As Afghans dig out from deadly quakes, a difficult winter looms
A woman sobs into her dark shawl, her body nestled amid the rubble of Afghanistan’s earthquake-hit village of Naib-Rafi. Nearby, a man digs through the rocky debris, hoping to salvage precious grain.
“As you see, everything we own is buried,” says grandmother Ziba, whose daughter was killed in the quakes that hit Afghanistan this past week. “We can’t dig it out. We can’t even stand on our own two feet.”
The powerful earthquakes that struck Afghanistan’s western Herat province, killing and wounding at least 1,400 people and flattening whole villages, have added to a mountain of hardship facing residents of this impoverished country - as a potentially deadly winter looms.
“These are communities that are already barely able to feed themselves, and every one of these crises pounds them back into utter destitution,” says World Food Programme (WFP) Afghanistan spokesman Philippe Kropf, who went to affected villages after the first earthquakes struck.

Required actions:
1. In the article on the Afghanistan earthquakes, which province did the quakes strike?
2. Please resume the article on the Afghanistan earthquakes after its final sentence.

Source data
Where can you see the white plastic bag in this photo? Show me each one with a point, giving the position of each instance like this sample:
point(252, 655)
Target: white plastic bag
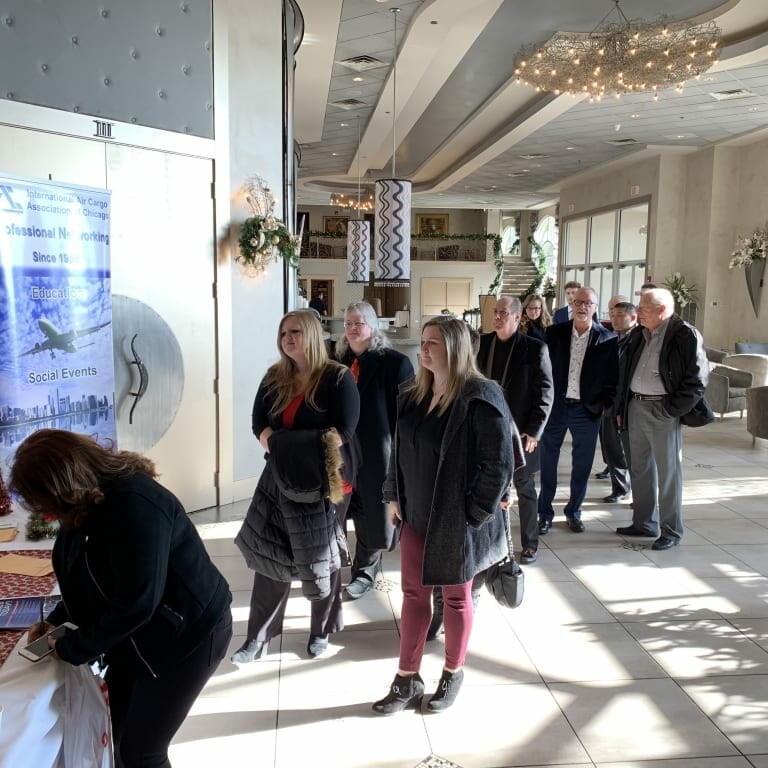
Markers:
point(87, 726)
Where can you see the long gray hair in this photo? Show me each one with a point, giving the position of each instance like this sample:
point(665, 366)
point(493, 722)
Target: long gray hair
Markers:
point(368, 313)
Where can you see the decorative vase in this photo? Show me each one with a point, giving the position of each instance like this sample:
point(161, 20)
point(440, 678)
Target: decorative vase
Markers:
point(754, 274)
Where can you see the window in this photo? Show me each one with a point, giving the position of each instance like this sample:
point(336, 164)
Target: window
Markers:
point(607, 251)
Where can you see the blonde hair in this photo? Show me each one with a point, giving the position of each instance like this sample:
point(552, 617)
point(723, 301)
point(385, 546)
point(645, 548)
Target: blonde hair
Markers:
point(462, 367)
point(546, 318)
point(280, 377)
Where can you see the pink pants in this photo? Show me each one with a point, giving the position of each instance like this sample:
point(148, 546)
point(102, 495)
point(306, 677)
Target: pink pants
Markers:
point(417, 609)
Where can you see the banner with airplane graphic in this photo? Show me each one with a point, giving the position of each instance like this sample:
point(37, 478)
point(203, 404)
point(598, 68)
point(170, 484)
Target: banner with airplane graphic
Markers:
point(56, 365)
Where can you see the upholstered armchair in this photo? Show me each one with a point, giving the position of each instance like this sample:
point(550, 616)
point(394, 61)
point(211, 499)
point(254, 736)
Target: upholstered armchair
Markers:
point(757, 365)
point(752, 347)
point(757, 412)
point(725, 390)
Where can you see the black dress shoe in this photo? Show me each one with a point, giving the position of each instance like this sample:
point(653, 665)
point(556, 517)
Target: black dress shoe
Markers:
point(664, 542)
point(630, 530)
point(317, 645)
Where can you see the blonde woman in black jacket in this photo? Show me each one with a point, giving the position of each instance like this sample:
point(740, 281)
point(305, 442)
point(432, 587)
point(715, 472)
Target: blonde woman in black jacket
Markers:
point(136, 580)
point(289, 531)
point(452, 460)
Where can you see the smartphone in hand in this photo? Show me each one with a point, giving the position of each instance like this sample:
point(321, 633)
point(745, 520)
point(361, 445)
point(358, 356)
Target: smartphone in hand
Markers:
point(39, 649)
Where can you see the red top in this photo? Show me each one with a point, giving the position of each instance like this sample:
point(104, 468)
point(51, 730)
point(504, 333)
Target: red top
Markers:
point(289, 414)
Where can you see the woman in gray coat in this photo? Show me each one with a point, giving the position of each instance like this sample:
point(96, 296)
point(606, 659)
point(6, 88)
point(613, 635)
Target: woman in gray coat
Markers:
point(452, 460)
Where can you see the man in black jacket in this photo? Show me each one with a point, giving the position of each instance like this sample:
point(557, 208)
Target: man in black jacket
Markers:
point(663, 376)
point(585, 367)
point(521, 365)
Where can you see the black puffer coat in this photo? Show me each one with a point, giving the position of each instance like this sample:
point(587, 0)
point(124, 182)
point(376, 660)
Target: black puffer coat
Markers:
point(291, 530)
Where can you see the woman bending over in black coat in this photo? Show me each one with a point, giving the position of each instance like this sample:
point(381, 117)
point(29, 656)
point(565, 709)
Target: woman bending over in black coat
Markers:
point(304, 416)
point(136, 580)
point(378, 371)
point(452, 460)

Answer list:
1. Herat province, in western Afghanistan.

2.
“This comes on the back of nearly 40 years of near uninterrupted conflict,” Kropf adds, “of high levels of food insecurity, of five years of drought or drought-like conditions — and an economic downturn two years ago that has destroyed livelihoods and jobs.”
WFP has already reached nearly 34,000 earthquake survivors like Ziba with emergency food assistance, which we began distributing within hours after the first quakes struck.
We plan to deliver food and cash assistance to more than 100,000 people over the next three to seven months - and roll out longer-term resilience programmes to help them rebuild their livelihoods. But doing so means borrowing resources from other cash-strapped programmes, amid a serious funding crunch.
Already, WFP urgently needed US$400 million to ensure the country’s most vulnerable people have enough food to survive the winter. This month’s quakes have only added to those numbers.
“These earthquakes come at a time when 15 million people - one-third of Afghanistan’s population - do not know where their next meal will come from,” Kropf says. “And yet WFP was forced to cut 10 million people from food assistance this year, due to a massive funding shortfall.”
In the bare tent that she now calls home, grandmother Ziba recalls rushing home after the first earthquake hit. She was lucky enough to be outside.
“I saw my daughters beneath the collapsed walls of the home,” she says. One had a broken leg. The other was dead, leaving her children in their grandmother’s care.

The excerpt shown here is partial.